**Written task**
Add 89 to both values of every pixel coordinate pair in the material below, and reproduce all of its lines, requests included, with the request text unchanged. Omit the picture from your output.

**Entries shown**
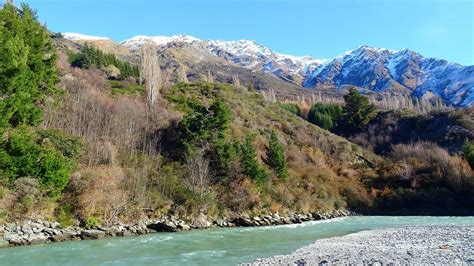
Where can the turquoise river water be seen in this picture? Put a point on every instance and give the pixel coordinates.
(227, 246)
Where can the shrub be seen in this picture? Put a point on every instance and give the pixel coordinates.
(291, 107)
(276, 156)
(28, 67)
(468, 152)
(325, 115)
(357, 112)
(24, 154)
(250, 164)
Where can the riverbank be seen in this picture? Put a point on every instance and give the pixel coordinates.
(41, 232)
(405, 245)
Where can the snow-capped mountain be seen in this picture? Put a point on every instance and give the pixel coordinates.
(248, 54)
(251, 54)
(136, 42)
(404, 71)
(375, 69)
(81, 37)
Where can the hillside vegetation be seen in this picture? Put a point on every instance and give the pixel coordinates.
(79, 145)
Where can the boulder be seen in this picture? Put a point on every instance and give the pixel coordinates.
(201, 222)
(163, 227)
(37, 239)
(184, 226)
(92, 234)
(4, 243)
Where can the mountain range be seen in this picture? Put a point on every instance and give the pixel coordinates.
(374, 69)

**Final answer**
Where can the turquoise river water be seen in this picture? Put a point on every instance and give the pixel coordinates.
(316, 335)
Where can the shrub be seen in this picture? Put a point on every instance and give the pixel coordinates.
(380, 196)
(365, 245)
(117, 156)
(557, 241)
(414, 204)
(446, 201)
(113, 243)
(339, 253)
Where can the riverbank be seen in this picture? Put a point on every instance and give the pixel coordinates.
(130, 321)
(494, 334)
Where can the snow-capped mountain be seen in this picture? Put a point on every instance and give the pixel coordinates.
(337, 143)
(340, 143)
(225, 131)
(493, 160)
(464, 158)
(170, 126)
Where can the hillside vegetation be seen in this picture? Put a point on every instance and give the pixel coordinates.
(168, 234)
Where can the boulder be seen in this picture? Put a point on every instance and give the pixel coordinates.
(290, 311)
(252, 316)
(126, 328)
(273, 315)
(181, 323)
(93, 332)
Where can the mountain range be seen in this picture? Put a point on every instance and give the pixel coordinates.
(463, 158)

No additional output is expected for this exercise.